La libertad sexual podría tenerse como el más natural de los derechos, el de la intimidad. Pocos quehaceres humanos son tan íntimos como el acto sexual (si descontamos, desde luego, las orgías, que siempre he creído pertenecen más al ámbito del teatro), ya que usualmente conlleva la desnudez y una reducción a la inocencia, a una animalidad primordial que antecede a la cultura y, si queremos ponerlo en términos teológicos, al pecado.
Sin embargo, desde la Antigüedad — particularmente en el mundo judeocristiano sobre cuyos valores éticos se asienta la civilización occidental — el grupo organizado, la sociedad, a través de sus portavoces tradicionales, el Estado y la Religión, ha tratado de regular la libertad sexual y de coactar o proscribir las expresiones de ésta que no se avengan con la norma, como es el caso de la homosexualidad. La razón esencial u ontológica de esta intervención del grupo en la intimidad sexual obedece a la más obvia consecuencia social de la sexualidad: la procreación. La existencia de la prole como resultado de las relaciones sexuales afecta directamente la vida del grupo, del mismo modo que las actividades sexuales que excluyen la procreación también la afectan, aunque de la manera opuesta.
La Biblia —no importa todas las exégesis conciliadoras que arguyan ciertos catamitas cristianos— es el texto sagrado de una cultura profundamente homófoba, por ser expresión de una sociedad tribal precariamente asentada en un oasis estratégico y, en consecuencia, codiciado por muchos: el llamado puente palestinense, cuya posesión requería ser defendida por guerreros. La supervivencia exigía el crecimiento poblacional, sobre todo de varones para la empresa bélica. De ahí que cualquier conducta sexual que excluyera la procreación —homosexualidad, onanismo (entendido como eyaculación fuera del vaso natural) e incluso la esterilidad de las mujeres, fuese tenida como abominación o maldición. El miedo a perecer de este grupo de pastores semitas fabricó los tabúes religiosos que tan nefastos habrían de ser a lo largo de los siglos.

::::::

[SUS TAREAS]
1 > Conteste con base en el fragmento sobre la libertad sexual:
(a) ¿Qué dos portavoces tradicionales de la sociedad se nombran?
(b) ¿Cuál es la razón esencial u ontológica de la intervención del grupo en la intimidad sexual?
(c) ¿Qué nombre recibe el oasis estratégico donde se asentaba la sociedad tribal?
2 > Extraiga del fragmento sobre la libertad sexual el pasaje que va desde "La libertad sexual podría" hasta "teológicos, al pecado.", ambos incluidos.

[EXTRACTO DE DATOS]
::::::

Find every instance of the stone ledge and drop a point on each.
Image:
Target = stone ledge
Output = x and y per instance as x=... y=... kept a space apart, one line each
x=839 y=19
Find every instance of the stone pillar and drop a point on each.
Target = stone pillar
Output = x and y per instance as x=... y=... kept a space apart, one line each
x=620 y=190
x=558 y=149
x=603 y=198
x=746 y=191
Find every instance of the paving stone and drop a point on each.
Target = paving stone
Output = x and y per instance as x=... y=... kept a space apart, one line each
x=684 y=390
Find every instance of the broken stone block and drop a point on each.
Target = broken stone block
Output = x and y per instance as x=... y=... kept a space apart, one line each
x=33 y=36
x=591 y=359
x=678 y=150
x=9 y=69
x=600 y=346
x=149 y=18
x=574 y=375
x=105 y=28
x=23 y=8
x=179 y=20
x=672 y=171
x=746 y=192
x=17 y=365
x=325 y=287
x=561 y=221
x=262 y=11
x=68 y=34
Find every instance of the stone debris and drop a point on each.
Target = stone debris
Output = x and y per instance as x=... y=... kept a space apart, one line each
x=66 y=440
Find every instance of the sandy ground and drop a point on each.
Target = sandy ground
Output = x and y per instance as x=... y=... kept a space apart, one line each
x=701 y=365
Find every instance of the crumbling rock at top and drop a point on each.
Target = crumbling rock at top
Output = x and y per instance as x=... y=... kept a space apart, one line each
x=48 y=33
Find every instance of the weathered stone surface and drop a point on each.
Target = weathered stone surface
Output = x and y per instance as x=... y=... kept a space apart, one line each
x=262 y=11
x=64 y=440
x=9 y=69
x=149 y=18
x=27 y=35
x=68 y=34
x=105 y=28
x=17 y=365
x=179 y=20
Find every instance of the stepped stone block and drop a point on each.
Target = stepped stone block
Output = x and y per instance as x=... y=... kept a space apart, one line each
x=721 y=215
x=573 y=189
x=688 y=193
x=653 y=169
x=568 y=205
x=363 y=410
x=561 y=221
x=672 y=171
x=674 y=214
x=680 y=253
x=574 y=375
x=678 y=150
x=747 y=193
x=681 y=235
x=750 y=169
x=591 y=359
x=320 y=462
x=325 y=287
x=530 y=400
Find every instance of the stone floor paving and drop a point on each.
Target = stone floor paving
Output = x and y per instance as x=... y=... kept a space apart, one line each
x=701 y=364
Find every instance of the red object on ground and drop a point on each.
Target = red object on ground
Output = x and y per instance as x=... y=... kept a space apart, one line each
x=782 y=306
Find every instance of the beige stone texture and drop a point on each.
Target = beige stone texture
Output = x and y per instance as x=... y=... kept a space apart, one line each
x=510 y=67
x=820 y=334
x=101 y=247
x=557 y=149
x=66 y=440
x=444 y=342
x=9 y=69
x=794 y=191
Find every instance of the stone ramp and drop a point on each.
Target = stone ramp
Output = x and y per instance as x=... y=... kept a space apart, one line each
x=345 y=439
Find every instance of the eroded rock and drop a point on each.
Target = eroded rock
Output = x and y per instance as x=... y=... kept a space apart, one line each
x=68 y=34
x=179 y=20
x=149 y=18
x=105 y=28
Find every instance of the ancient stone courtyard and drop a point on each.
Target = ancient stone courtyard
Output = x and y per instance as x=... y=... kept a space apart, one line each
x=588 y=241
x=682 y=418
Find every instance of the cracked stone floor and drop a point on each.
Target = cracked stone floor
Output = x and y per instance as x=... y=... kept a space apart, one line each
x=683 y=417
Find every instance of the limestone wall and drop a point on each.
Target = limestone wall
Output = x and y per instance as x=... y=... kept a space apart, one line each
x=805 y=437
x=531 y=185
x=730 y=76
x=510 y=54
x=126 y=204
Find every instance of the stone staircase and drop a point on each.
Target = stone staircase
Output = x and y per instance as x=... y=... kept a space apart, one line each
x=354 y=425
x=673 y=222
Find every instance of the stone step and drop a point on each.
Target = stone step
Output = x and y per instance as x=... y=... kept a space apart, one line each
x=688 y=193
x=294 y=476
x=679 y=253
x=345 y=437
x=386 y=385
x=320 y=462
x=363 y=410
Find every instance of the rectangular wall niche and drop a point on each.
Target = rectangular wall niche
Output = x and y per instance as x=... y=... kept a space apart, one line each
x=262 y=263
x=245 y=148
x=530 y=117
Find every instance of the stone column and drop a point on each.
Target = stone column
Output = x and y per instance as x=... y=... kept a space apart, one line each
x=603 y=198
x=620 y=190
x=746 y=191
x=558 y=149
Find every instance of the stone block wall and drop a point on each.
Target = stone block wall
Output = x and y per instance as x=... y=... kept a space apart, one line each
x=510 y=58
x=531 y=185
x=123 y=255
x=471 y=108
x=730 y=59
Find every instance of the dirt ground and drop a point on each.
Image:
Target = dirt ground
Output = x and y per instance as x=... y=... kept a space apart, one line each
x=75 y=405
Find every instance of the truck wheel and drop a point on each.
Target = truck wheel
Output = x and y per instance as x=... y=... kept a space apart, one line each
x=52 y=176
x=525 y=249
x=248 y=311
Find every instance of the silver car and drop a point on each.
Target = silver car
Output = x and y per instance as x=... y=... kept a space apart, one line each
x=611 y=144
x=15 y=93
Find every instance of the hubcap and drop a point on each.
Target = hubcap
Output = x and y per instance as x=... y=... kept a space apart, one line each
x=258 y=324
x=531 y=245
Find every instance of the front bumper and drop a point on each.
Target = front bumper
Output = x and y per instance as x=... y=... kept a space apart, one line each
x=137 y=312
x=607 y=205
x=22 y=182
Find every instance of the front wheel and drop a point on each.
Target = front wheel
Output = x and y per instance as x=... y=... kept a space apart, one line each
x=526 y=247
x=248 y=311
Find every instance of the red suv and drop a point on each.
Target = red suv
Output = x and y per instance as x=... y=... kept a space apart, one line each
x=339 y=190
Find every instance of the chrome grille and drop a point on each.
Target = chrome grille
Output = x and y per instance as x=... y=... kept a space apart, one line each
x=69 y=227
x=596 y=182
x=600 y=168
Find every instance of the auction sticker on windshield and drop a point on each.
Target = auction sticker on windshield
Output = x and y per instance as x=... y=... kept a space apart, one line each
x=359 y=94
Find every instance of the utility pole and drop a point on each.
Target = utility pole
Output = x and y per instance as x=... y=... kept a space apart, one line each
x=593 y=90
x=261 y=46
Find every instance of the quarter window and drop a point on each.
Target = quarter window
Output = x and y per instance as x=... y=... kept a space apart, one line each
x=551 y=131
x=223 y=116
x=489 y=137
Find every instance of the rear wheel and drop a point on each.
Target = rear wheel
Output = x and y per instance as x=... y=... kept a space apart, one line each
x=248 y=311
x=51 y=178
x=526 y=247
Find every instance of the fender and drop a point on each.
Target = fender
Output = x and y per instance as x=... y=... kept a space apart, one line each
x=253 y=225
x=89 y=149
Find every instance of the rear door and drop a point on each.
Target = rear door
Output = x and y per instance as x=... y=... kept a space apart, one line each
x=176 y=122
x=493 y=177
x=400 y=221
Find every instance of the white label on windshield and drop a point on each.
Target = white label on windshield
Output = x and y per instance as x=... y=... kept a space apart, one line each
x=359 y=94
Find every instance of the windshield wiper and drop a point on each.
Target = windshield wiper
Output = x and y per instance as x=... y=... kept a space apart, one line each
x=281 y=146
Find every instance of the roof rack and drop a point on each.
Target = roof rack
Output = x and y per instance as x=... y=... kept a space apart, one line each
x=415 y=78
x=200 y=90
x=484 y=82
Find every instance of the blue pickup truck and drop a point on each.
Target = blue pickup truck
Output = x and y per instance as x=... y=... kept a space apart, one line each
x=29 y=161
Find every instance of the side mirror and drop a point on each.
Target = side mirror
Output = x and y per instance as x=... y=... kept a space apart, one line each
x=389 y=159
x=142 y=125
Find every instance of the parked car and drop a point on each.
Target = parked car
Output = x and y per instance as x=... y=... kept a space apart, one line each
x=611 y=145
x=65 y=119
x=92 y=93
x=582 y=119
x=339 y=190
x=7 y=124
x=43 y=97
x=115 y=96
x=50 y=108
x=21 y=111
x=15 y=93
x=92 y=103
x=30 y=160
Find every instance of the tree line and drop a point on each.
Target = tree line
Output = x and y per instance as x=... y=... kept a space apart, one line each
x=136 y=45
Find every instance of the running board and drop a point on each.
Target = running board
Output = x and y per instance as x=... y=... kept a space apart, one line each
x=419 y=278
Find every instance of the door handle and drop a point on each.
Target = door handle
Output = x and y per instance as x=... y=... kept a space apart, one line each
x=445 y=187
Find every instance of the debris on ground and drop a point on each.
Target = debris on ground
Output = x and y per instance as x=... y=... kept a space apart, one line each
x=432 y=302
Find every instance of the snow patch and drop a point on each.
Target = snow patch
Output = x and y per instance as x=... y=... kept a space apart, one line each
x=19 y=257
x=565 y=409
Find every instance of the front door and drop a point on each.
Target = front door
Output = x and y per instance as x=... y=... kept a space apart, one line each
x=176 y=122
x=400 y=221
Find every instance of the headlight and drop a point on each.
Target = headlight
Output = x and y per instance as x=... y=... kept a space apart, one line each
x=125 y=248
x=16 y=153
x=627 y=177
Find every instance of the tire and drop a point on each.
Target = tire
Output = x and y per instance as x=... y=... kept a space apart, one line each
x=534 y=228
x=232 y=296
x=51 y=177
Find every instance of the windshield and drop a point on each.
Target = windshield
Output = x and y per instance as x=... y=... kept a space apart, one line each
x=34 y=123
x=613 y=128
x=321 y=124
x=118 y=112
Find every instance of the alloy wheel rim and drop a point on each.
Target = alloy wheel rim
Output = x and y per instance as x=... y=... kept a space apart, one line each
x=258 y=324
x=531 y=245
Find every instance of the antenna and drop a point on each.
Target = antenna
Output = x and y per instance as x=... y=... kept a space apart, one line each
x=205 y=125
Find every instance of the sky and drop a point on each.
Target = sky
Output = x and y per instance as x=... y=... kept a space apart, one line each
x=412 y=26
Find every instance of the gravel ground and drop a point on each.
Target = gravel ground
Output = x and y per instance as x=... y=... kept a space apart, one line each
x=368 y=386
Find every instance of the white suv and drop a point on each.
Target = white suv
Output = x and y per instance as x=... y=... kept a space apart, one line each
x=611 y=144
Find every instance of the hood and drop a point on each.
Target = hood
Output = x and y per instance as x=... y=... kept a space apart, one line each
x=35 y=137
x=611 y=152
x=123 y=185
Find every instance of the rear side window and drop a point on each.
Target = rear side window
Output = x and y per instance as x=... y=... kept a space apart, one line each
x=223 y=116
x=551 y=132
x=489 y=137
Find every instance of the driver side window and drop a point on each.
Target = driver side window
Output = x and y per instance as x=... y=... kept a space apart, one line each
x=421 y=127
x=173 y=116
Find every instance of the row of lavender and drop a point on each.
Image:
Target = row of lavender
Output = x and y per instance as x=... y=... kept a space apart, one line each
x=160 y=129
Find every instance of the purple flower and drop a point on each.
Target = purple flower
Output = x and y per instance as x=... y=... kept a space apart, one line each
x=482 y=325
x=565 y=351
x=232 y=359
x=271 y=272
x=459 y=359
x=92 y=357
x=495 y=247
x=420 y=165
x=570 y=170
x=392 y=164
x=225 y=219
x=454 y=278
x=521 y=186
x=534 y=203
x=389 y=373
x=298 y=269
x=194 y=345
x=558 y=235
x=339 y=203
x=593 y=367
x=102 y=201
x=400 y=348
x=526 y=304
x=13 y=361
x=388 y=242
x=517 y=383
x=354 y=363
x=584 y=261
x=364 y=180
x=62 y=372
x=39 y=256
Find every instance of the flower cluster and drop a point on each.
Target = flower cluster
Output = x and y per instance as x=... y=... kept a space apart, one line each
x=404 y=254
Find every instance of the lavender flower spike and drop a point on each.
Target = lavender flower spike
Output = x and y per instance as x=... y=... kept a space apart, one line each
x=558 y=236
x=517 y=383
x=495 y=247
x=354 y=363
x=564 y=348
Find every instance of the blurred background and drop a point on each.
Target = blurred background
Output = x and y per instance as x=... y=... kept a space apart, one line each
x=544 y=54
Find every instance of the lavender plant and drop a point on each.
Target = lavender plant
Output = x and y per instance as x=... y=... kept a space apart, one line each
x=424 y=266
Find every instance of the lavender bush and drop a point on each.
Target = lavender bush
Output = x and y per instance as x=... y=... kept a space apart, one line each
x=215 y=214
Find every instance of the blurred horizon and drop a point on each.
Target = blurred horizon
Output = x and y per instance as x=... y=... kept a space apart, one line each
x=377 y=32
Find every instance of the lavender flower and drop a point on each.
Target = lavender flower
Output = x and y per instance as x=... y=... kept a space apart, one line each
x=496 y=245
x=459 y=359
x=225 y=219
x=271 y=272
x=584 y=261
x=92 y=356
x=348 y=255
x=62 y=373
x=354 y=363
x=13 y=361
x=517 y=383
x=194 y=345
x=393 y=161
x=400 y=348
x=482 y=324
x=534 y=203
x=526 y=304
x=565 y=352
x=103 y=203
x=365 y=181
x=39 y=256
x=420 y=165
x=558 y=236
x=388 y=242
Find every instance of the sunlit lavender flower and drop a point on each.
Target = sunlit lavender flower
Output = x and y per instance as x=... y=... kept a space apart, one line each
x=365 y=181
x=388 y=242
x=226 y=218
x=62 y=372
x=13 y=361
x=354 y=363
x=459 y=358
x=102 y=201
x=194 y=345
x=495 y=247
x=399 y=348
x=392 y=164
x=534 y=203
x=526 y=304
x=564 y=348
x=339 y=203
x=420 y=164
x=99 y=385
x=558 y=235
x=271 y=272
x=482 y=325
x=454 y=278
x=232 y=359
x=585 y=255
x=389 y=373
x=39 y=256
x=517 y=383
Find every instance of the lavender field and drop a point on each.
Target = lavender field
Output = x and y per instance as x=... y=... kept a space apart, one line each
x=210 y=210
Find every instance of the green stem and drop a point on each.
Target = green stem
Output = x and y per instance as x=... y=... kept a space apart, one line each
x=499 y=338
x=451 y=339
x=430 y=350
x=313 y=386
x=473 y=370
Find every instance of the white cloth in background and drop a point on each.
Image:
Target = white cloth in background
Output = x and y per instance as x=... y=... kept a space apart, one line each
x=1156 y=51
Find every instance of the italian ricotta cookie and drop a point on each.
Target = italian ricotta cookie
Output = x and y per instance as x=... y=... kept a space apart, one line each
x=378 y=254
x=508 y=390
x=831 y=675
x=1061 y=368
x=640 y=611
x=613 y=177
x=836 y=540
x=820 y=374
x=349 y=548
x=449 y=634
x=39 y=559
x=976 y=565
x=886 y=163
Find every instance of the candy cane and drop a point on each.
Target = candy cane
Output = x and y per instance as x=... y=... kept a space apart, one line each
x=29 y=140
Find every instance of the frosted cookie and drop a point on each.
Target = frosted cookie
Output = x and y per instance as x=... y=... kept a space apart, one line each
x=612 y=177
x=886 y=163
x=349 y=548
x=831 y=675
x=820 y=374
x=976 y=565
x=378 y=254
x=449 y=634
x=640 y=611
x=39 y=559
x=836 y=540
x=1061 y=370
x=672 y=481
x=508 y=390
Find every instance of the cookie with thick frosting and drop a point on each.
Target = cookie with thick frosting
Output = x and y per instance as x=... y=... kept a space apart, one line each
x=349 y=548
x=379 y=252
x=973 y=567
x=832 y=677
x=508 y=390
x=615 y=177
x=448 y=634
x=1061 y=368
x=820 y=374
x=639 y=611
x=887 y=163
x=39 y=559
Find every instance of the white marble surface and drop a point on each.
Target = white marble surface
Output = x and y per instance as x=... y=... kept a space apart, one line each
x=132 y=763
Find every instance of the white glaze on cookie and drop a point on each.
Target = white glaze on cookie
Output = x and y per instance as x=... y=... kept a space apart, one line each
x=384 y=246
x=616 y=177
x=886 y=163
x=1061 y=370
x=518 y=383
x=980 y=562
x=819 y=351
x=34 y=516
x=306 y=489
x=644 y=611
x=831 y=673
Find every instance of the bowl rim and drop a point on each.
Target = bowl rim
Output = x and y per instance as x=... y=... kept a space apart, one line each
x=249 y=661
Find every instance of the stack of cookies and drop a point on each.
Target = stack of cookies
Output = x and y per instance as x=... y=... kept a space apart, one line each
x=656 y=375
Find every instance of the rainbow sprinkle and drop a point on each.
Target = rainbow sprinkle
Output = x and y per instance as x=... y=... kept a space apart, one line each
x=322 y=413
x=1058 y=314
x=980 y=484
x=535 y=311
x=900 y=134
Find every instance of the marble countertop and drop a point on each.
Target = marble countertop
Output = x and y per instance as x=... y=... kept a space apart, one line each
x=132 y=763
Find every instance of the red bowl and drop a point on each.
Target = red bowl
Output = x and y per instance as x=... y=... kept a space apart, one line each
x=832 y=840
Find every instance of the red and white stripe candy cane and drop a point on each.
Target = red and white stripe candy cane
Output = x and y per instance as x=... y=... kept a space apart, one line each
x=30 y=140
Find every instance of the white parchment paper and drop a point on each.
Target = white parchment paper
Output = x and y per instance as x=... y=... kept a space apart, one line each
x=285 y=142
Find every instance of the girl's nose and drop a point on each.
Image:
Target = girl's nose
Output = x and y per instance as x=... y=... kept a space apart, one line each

::::::

[RESPUESTAS POR TAREA]
1 >
(a) El Estado y la Religión.
(b) La procreación.
(c) El llamado puente palestinense.

2 >
La libertad sexual podría tenerse como el más natural de los derechos, el de la intimidad. Pocos quehaceres humanos son tan íntimos como el acto sexual (si descontamos, desde luego, las orgías, que siempre he creído pertenecen más al ámbito del teatro), ya que usualmente conlleva la desnudez y una reducción a la inocencia, a una animalidad primordial que antecede a la cultura y, si queremos ponerlo en términos teológicos, al pecado.